* EXERCISE INSTRUCTIONS
Copy the listing below word for word, keeping every line and number unchanged.

* RECORDS FOR THIS EXERCISE
● ● ● ●
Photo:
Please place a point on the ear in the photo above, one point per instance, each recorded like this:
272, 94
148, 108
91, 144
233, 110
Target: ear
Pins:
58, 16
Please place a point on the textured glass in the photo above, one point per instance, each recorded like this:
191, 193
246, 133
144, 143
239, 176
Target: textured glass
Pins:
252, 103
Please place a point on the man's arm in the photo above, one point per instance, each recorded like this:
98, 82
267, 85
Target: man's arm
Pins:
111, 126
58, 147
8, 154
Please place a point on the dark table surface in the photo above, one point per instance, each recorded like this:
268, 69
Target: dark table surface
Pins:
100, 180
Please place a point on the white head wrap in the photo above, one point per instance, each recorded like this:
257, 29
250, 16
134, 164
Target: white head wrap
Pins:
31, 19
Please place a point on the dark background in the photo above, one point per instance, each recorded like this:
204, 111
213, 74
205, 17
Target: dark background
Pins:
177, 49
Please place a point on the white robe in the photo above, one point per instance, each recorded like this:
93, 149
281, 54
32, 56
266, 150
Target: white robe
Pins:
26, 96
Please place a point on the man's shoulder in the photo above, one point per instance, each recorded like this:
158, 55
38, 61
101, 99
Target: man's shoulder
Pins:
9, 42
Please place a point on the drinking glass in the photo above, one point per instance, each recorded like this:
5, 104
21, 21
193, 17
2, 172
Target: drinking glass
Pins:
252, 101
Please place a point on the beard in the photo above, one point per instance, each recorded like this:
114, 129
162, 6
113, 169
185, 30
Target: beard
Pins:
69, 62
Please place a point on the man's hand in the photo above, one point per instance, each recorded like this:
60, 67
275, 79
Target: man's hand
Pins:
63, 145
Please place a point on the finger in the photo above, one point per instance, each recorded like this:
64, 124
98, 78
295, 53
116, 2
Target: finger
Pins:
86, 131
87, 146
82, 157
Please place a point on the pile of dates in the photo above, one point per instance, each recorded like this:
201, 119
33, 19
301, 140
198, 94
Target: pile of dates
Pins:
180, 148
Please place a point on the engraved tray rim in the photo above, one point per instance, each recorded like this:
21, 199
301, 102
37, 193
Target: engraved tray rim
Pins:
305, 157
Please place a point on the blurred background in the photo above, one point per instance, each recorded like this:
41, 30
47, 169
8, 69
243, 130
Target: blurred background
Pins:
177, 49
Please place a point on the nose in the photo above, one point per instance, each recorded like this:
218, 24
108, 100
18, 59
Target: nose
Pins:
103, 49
● ● ● ●
* SOLUTION FOR THIS TASK
Photo:
Please place a point on the ear in the photo above, one point per instance, each recorded like this:
272, 94
148, 108
91, 144
233, 110
Target: ear
Pins:
58, 16
Please place a point on the textured glass in the photo above, one point per instance, each recorded like this:
191, 193
246, 133
144, 143
239, 176
Target: textured glass
Pins:
252, 103
Please place a point on the man's arm in the photo above, one point per instance, each recorded like this:
98, 82
267, 85
Target: man's arm
Pins:
111, 126
58, 147
8, 154
Please place a point on the dark table surface in the photo above, one point per instance, each recorded like this:
268, 69
Target: dark table surface
Pins:
100, 180
Please place a point on the white head wrap in the photo above, one point per instance, each recorded like this:
257, 29
250, 16
134, 164
Target: white head wrap
Pins:
31, 19
Please place a point on the dark background in the photo above, one point per instance, each recorded like this:
204, 111
213, 74
205, 17
Target: dark background
Pins:
177, 49
Please place a point on the white robe in the photo above, one point per instance, each recorded like this:
93, 149
281, 54
32, 56
266, 150
Target: white robe
Pins:
26, 96
Please place a point on the man's shoulder in the photo above, one point per instance, each recorded like this:
158, 55
38, 61
101, 99
Target: man's shoulder
Pins:
9, 42
Please place a point on the drinking glass in the photo above, one point per instance, each recorded like this:
5, 104
21, 21
193, 17
2, 172
Target: drinking glass
Pins:
252, 101
Please place a point on the beard in the photo above, one point per instance, each recorded like this:
114, 129
162, 6
113, 169
185, 30
Target: beard
Pins:
69, 62
Please place a point on the man's hand in the photo above, one point per instance, each recorded like this:
60, 67
275, 79
Target: man's hand
Pins:
63, 145
Please place a point on the finger in the photo above, one point per instance, each recorded like this:
64, 124
98, 78
295, 53
116, 2
Target: finger
Pins:
86, 131
87, 146
82, 157
Please place a point on the pile of dates in the photo above, one point per instance, each recorded like this:
201, 119
33, 19
301, 140
198, 94
Target: pile of dates
Pins:
180, 148
Please place a point on the engraved tray rim in the photo above, one point per instance, each recorded like this:
21, 199
301, 102
37, 193
Target: engraved tray rim
Pins:
305, 157
Please place a point on the blurred background in the photo above, one point per instance, each recorded like this:
41, 30
47, 169
8, 69
243, 130
Target: blurred background
Pins:
177, 49
Please place a point on the nose in the photo above, one point per instance, each recorded like this:
218, 24
108, 100
18, 59
Target: nose
Pins:
103, 49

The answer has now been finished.